Texte du document –
On l’a vu venir de loin, et on l’attendait le couteau entre les dents. Un drôle de machin, ce film Barbie, clairement pensé pour redorer l’image de la poupée ringarde de Mattel, mais piloté par une cinéaste féministe, Greta Gerwig, sensation du cinéma américain indépendant. Un long-métrage au marketing agressif rose paillettes, façon gavage d’oie avant Noël, qui doit aussi sortir Warner de la panade après l’échec interstellaire de The Flash.

Et pourtant. Si Barbie est bien la page de réclame redoutée, c’est aussi une comédie féministe ludique et enlevée - une œuvre dialectique, à faire bégayer les esprits les plus binaires. Barbie vit sa meilleure vie à Barbie Land, république matriarcale rose bonbon, où les femmes occupent tous les postes, à commencer par ceux de présidente et de juges à la Cour suprême (hop, une balle tirée contre la révocation du droit à l’avortement). Les Ken, beaux gosses  à la plastique parfaite, errent au second plan, simples figurants dans la vie des Barbie.

Un jour, la Barbie interprétée par Margot Robbie, la plus stéréotypée de toutes (l’actrice australienne joue de son image de poupée platine atomique), commence à se sentir mal. Elle doit se rendre dans le Vrai Monde, source de ses turpitudes. Son Ken (Ryan Gosling) s’incruste. Les voilà à Los Angeles. Barbie est persuadée que les poupées ont imposé le « girl power » dans le monde des humains. Perdu.

Elle découvre, déçue, un monde gouverné par les mâles. Pour le plus grand plaisir de Ken : ce n’est pas si bête après tout, cette idée, là, le patriarcat. Voilà donc la blonde, délestée de toute naïveté, contrainte de revenir à Barbie Land avant que Ken n’y renverse l’ordre des choses et impose sa conversion phallocrate à toutes et à tous.

Les cols blancs de Mattel rêvent de relancer leurs ventes en dépoussiérant leur poupée culte. Greta Gerwig veut pirater ce logiciel pour délivrer du féminisme en intraveineuse, avec la subtilité d’un bulldozer. Margot Robbie partage ce but et l’accompagne, hissée au rang de productrice via sa société LuckyChap, qu’elle a créée précisément pour ne pas dépendre uniquement des financeurs mâles et des scénarios parfois misogynes qu’on lui proposait.

Tâche courte A – Indiquez si chacun de ces énoncés concorde avec la critique de Barbie, en répondant par oui ou par non et en citant les mots décisifs : (i) Barbie et Ken se retrouvent à Los Angeles ; (ii) à Barbie Land, les Ken occupent les postes de juges à la Cour suprême ; (iii) Margot Robbie a créé la société LuckyChap.
Les enregistrements n'ont aucun lien avec la critique de Barbie.

Entrées de pointage d'objets nommés –
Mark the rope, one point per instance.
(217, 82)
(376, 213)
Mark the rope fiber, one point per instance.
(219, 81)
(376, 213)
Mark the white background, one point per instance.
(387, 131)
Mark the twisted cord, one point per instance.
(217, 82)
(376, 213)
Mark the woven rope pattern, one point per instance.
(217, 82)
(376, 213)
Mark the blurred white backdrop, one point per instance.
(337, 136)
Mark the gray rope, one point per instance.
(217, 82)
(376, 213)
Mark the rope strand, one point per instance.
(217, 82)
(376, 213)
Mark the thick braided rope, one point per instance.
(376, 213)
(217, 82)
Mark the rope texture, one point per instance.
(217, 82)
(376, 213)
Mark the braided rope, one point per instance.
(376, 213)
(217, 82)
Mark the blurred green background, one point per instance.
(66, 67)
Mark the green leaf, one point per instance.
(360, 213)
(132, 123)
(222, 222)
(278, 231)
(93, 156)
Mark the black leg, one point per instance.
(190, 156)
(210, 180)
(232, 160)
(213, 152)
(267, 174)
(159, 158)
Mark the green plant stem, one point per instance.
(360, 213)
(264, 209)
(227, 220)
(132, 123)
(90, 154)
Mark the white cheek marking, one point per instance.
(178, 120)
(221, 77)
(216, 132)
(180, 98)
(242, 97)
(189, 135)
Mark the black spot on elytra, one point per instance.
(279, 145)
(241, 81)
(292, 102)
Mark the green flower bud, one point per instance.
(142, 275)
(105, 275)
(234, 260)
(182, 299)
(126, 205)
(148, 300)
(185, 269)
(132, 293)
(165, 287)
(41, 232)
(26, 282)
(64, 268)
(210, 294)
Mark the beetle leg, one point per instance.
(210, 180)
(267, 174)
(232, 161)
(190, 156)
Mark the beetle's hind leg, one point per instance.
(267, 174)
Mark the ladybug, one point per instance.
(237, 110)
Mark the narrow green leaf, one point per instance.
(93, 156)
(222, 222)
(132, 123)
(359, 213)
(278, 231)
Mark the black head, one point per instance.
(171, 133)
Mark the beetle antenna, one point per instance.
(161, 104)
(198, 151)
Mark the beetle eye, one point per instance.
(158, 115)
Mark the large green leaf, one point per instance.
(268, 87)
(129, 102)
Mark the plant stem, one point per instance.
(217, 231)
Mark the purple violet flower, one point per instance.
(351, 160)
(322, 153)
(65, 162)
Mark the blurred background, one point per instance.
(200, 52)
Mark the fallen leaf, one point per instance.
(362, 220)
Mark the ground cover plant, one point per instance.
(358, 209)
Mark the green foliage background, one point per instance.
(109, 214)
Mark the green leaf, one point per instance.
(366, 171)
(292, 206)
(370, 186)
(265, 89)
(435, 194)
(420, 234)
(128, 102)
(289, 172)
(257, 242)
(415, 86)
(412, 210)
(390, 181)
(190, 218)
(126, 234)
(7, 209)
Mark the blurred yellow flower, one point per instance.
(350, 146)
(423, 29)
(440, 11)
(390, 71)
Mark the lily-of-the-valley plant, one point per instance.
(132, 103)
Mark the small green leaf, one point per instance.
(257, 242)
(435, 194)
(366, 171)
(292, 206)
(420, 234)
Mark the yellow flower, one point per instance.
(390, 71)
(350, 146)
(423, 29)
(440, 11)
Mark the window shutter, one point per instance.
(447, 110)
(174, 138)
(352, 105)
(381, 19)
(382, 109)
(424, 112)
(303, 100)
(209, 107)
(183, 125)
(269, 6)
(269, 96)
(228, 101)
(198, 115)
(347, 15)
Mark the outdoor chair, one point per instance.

Tâche courte B – Substituez « Point to » à « Mark » dans les enregistrements, de la ligne qui contient « Mark the blurred yellow » jusqu'à la fin des enregistrements, ces deux bornes comprises. Reproduisez uniquement ces lignes, sans aucune autre modification.

Réponse complète A –
(i) Oui : « Les voilà à Los Angeles. »
(ii) Non : « les femmes occupent tous les postes, à commencer par ceux de présidente et de juges à la Cour suprême »
(iii) Oui : « sa société LuckyChap, qu’elle a créée »

Réponse complète B –
Point to the blurred yellow flower, one point per instance.
(350, 146)
(423, 29)
(440, 11)
(390, 71)
Point to the lily-of-the-valley plant, one point per instance.
(132, 103)
Point to the small green leaf, one point per instance.
(257, 242)
(435, 194)
(366, 171)
(292, 206)
(420, 234)
Point to the yellow flower, one point per instance.
(390, 71)
(350, 146)
(423, 29)
(440, 11)
Point to the window shutter, one point per instance.
(447, 110)
(174, 138)
(352, 105)
(381, 19)
(382, 109)
(424, 112)
(303, 100)
(209, 107)
(183, 125)
(269, 6)
(269, 96)
(228, 101)
(198, 115)
(347, 15)
Point to the outdoor chair, one point per instance.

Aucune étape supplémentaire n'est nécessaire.